* Data extract *

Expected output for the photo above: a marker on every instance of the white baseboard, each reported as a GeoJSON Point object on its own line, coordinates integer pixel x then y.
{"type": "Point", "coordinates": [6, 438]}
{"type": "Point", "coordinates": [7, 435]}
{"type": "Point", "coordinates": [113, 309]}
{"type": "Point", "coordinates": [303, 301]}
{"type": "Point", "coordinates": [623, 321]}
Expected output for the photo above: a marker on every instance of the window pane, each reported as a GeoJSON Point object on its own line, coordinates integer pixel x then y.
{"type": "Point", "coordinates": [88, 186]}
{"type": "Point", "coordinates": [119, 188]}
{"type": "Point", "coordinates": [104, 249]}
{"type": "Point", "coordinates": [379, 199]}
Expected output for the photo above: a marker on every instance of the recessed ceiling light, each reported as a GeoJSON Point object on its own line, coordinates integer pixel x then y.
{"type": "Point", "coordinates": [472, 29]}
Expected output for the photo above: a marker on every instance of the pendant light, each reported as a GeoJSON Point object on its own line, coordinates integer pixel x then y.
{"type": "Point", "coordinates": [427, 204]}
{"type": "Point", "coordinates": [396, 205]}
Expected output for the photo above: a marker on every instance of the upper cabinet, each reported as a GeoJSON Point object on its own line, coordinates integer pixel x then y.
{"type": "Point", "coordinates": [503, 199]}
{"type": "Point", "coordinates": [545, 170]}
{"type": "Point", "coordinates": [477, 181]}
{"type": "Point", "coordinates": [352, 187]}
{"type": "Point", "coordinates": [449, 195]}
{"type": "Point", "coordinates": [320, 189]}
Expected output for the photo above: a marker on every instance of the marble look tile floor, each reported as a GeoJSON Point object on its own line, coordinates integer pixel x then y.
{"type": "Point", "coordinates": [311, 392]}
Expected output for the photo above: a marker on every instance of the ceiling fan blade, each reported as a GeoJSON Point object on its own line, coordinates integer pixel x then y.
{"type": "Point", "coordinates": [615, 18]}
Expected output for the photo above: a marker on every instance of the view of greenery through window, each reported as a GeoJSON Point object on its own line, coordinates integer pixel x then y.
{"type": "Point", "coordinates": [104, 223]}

* Set problem *
Can you write out again every line of the listing from the line containing "of the view" through the end of the listing, request line included, adding 36 to each coordinate number in the point answers?

* Response *
Expected output for the photo above: a marker on every instance of the view of greenery through window, each reported as a GeoJSON Point object on its own line, coordinates integer pixel x then y.
{"type": "Point", "coordinates": [140, 259]}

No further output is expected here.